> PROBLEM DETAILS
Once the line containing "Wildlife camera triggered — scan the photo above for barred" is located in the records below, repeat it and all lines that follow it exactly, leaving out any picture.

> Image-backed grounding data
*** Begin section ***

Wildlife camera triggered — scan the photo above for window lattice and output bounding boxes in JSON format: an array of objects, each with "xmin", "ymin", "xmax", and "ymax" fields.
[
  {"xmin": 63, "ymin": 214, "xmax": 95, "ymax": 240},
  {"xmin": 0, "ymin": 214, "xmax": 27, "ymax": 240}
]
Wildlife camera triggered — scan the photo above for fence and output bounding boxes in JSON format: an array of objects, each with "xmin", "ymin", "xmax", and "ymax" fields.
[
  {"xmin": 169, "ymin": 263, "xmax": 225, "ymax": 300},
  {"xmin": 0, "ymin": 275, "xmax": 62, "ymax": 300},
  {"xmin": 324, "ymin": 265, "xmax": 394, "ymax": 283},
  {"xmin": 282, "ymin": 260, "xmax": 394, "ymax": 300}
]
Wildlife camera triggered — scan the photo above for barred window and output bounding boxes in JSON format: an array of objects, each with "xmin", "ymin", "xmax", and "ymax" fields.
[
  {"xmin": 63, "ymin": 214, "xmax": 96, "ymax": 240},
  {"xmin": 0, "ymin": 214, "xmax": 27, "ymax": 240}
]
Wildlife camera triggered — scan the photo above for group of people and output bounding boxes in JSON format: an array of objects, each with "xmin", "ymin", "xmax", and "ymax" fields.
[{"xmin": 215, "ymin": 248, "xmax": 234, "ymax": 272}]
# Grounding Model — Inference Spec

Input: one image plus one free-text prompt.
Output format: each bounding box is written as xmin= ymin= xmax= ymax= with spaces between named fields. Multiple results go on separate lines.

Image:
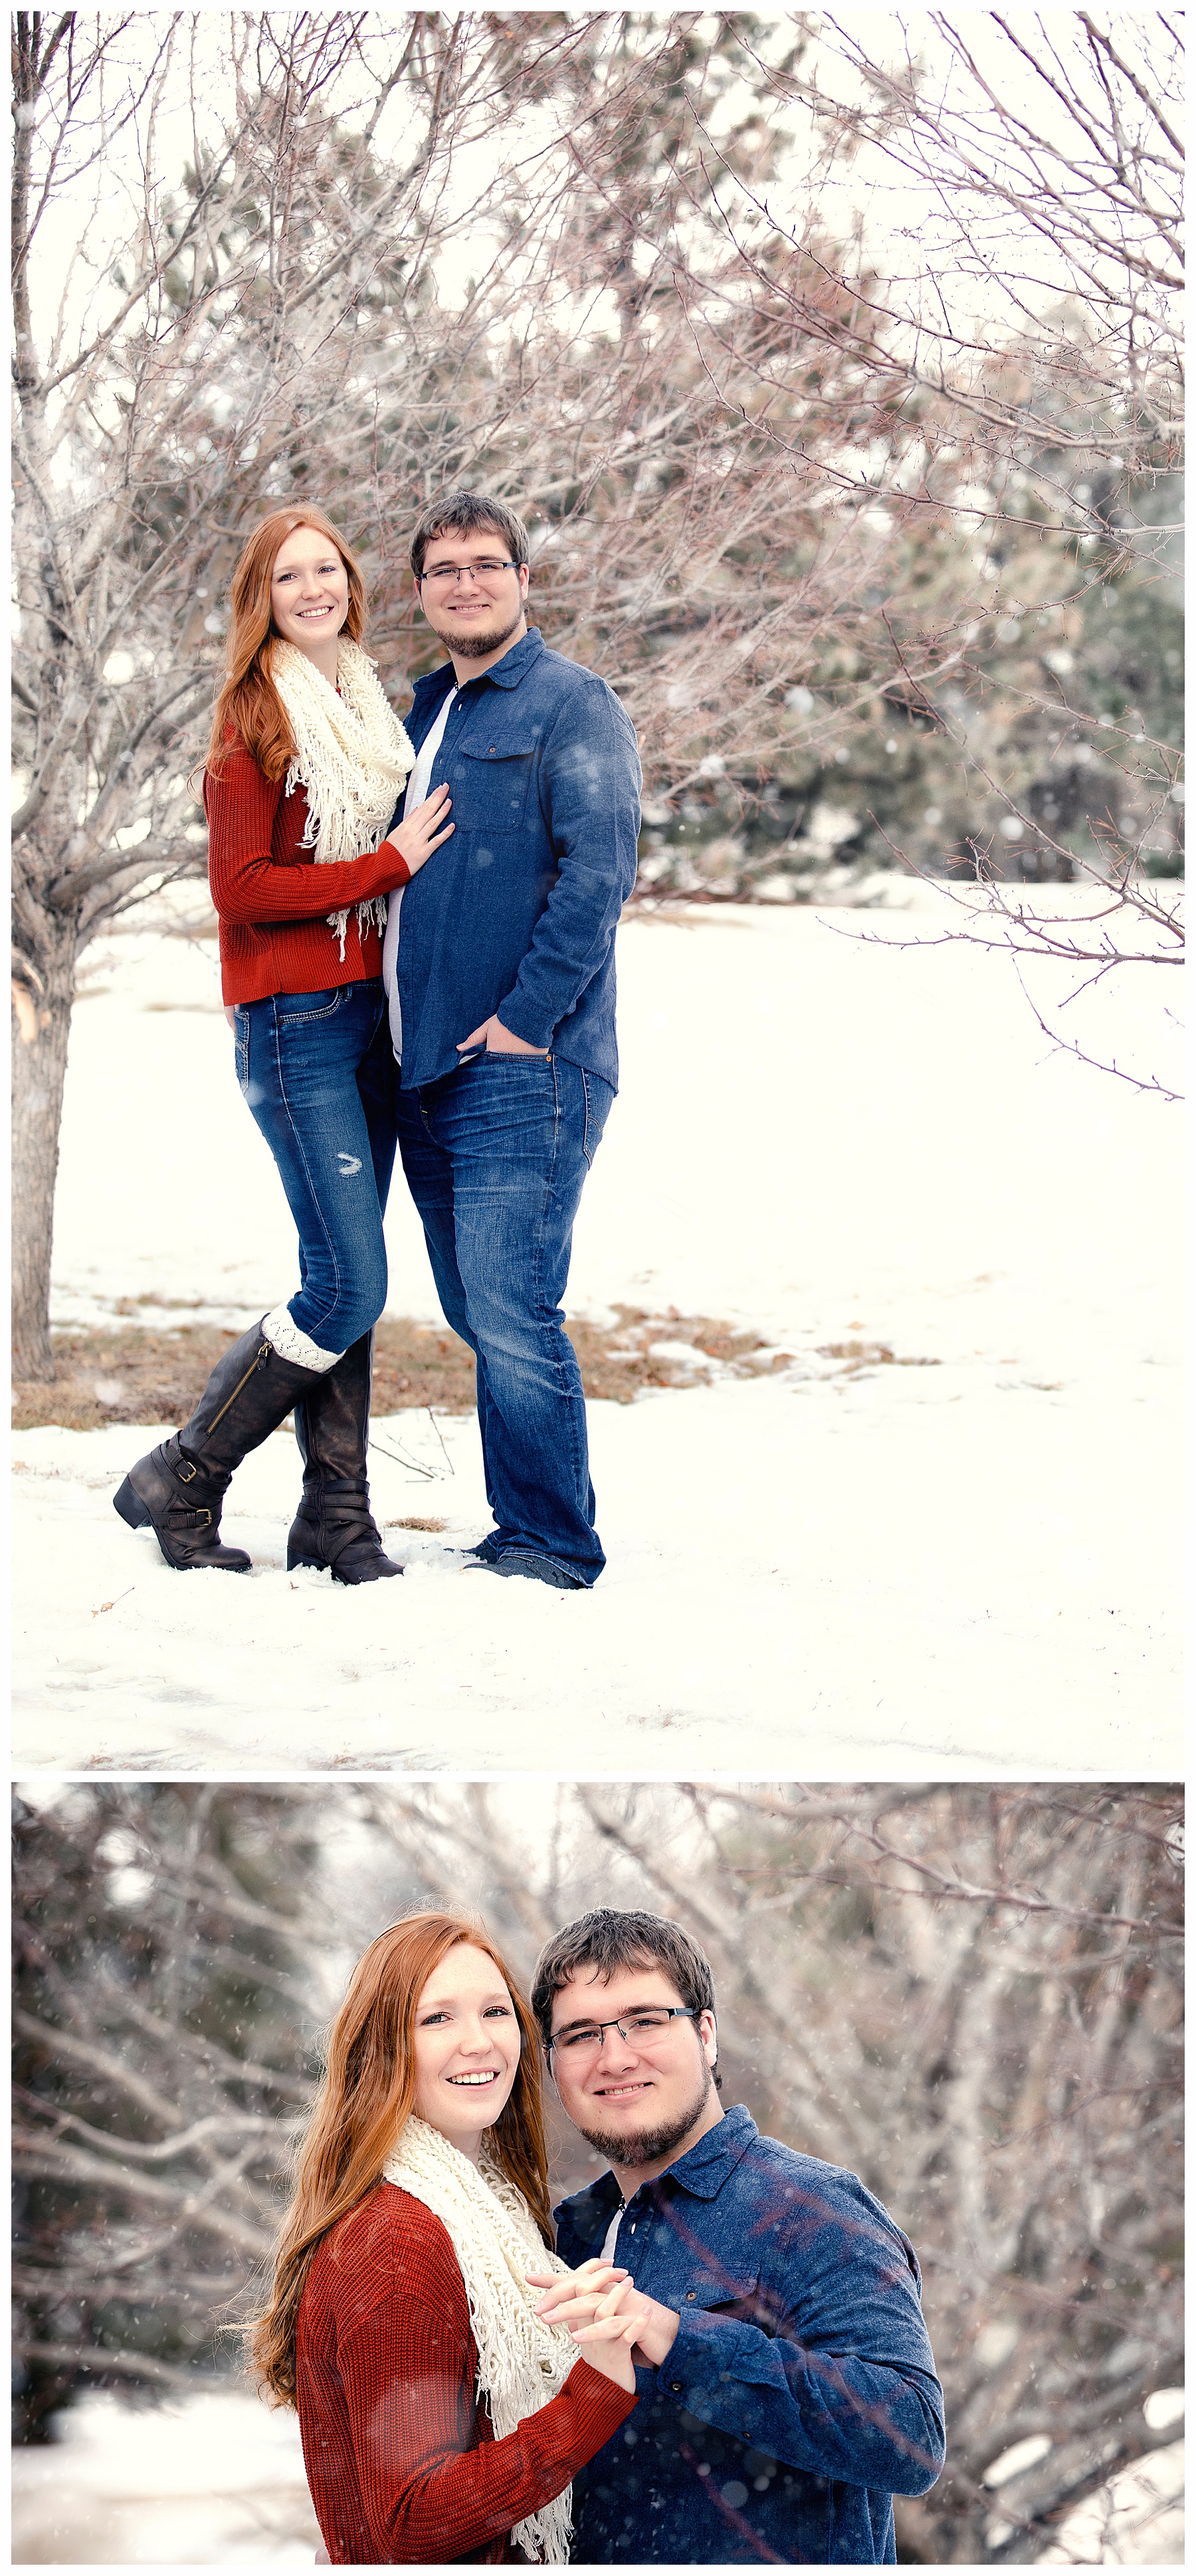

*** End section ***

> ANSWER TO THIS TASK
Wildlife camera triggered — scan the photo above for barred window and output bounding boxes in JSON format: an array of objects, each with "xmin", "ymin", "xmax", and "ymax" fields.
[
  {"xmin": 63, "ymin": 214, "xmax": 96, "ymax": 240},
  {"xmin": 0, "ymin": 214, "xmax": 27, "ymax": 240}
]
Wildlife camera triggered — scan the photo above for group of people and output bounding boxes in JSON format: an array of objects, each with "xmin", "ymin", "xmax", and "ymax" fields.
[{"xmin": 215, "ymin": 248, "xmax": 234, "ymax": 272}]
# Grounding Model — Inference Spec

Input: one image plus one free-text prompt.
Output format: each bounding box is written as xmin= ymin= xmax= ymax= with spaces between named fields. Multiple results go on separate lines.

Image:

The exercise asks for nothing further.